TEXTE DU DOCUMENT:
Que « l’ouvriérisme » complète moralement le capitalisme, qu’il désindividualise et solidarise aveuglément le travailleur, la preuve tangible nous en est fournie par l’attitude du mouvement ouvrier à l’égard de la production individuelle.

Il faut un minimum de réflexion, en effet, pour s’apercevoir que le travail en collectivité, en communauté — tel qu’il s’accomplit aujourd’hui — est antagonique à la formation et au développement de l’initiative et de l’originalité personnelles, partant du caractère. Le mode de production est fonction de la façon dont est distribuée la force motrice. Une modification dans cette distribution ou, si cette modification est impossible, la recherche d’une force motrice nouvelle ou encore d’engins nouveaux, permettrait — en rendant individuelle la production — d’aviver chez le producteur la sensibilité créatrice ; cela sans faire aucun tort aux revendications ouvrières proprement dites, même celles de la diminution des heures de travail et de l’augmentation du salaire.

Enregistrements d'annotation par points

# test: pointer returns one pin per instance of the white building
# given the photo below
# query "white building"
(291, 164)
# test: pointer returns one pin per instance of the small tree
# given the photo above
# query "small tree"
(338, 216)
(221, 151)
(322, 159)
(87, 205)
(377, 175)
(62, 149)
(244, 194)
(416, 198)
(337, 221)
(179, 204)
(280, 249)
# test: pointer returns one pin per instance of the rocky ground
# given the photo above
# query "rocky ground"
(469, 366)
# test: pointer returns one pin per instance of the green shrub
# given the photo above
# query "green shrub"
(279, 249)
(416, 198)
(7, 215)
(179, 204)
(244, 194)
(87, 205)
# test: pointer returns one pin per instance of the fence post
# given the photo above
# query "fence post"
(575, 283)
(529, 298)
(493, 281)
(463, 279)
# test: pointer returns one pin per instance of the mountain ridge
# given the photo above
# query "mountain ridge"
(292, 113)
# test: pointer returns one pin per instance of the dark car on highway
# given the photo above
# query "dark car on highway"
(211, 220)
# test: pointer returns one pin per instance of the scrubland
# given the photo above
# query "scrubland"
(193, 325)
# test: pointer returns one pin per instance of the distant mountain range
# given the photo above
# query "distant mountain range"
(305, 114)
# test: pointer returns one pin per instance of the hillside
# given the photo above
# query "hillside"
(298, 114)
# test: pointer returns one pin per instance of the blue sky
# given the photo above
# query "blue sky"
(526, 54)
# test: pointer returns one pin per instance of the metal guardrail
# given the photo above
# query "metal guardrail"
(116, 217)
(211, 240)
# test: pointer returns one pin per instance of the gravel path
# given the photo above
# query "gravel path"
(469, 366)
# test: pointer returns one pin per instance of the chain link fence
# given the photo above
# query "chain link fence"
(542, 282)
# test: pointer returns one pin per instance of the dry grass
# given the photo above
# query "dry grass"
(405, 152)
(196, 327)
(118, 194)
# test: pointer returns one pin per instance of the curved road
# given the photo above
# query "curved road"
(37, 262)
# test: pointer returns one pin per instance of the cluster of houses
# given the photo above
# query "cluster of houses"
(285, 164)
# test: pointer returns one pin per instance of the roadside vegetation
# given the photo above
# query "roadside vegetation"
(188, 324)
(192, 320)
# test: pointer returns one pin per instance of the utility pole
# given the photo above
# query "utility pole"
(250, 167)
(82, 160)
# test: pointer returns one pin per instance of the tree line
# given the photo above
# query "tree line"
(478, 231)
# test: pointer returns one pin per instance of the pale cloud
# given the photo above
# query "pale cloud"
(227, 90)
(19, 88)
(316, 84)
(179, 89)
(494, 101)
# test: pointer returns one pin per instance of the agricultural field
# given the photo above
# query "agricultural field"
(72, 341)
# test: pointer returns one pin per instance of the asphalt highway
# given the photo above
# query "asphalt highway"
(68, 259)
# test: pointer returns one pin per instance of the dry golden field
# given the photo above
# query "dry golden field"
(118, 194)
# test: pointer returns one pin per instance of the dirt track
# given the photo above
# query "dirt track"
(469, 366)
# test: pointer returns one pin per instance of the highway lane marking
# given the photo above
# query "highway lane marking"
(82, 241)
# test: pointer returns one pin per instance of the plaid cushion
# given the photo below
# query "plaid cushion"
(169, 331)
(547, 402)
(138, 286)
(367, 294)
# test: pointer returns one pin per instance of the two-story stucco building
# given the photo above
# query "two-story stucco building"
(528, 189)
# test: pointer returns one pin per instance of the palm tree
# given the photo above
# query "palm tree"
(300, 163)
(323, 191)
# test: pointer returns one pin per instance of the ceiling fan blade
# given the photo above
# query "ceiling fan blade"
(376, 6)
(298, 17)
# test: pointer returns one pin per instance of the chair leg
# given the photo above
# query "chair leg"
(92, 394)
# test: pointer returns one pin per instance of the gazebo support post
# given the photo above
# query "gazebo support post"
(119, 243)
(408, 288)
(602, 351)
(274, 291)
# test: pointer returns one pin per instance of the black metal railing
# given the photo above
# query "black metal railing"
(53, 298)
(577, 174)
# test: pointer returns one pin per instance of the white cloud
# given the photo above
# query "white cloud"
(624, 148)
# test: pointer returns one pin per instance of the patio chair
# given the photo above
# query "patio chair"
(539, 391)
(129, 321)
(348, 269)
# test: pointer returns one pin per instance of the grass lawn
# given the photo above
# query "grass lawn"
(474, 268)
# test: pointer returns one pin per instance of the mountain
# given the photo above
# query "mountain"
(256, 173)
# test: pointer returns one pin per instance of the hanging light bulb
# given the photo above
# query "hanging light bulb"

ÉNONCÉ DE L'EXERCICE 1:
Citez le passage du texte sur l'ouvriérisme qui va de « Il faut un minimum » jusqu'à « l’augmentation du salaire. ».
ÉNONCÉ DE L'EXERCICE 2:
Prolongez le texte sur l'ouvriérisme et la production individuelle en reprenant après sa dernière phrase.

CORRIGÉ DE L'EXERCICE 1:
Il faut un minimum de réflexion, en effet, pour s’apercevoir que le travail en collectivité, en communauté — tel qu’il s’accomplit aujourd’hui — est antagonique à la formation et au développement de l’initiative et de l’originalité personnelles, partant du caractère. Le mode de production est fonction de la façon dont est distribuée la force motrice. Une modification dans cette distribution ou, si cette modification est impossible, la recherche d’une force motrice nouvelle ou encore d’engins nouveaux, permettrait — en rendant individuelle la production — d’aviver chez le producteur la sensibilité créatrice ; cela sans faire aucun tort aux revendications ouvrières proprement dites, même celles de la diminution des heures de travail et de l’augmentation du salaire.

CORRIGÉ DE L'EXERCICE 2:
Or, nous ne croyons pas que le mouvement ouvrier se soit jamais préoccupé de ce problème. Ses techniciens — et il n’en manque pas dans ses rangs — ne se sont point attelés à la découverte ou à la recherche d’énergies ou de moteurs destinés à rendre le producteur autonome indépendant de la collectivité productrice. Au contraire.

On ne peut le nier, le résultat du mode actuel de production est l’existence d’un type de travailleur dénué ou à peu près de toute originalité productrice, accomplissant sa besogne sans goût ni plaisir, comme un rite fastidieux ; une sorte de producteur-cliché, répandu sur toute la surface du globe, presque à autant d’exemplaires qu’il est d’ouvriers, d’un automatisme semblable à celui dont il a la surveillance.

Le mouvement ouvriériste avait le choix entre deux tendances, visant à faire du travailleur : la première, un artiste ; la seconde, un manœuvre.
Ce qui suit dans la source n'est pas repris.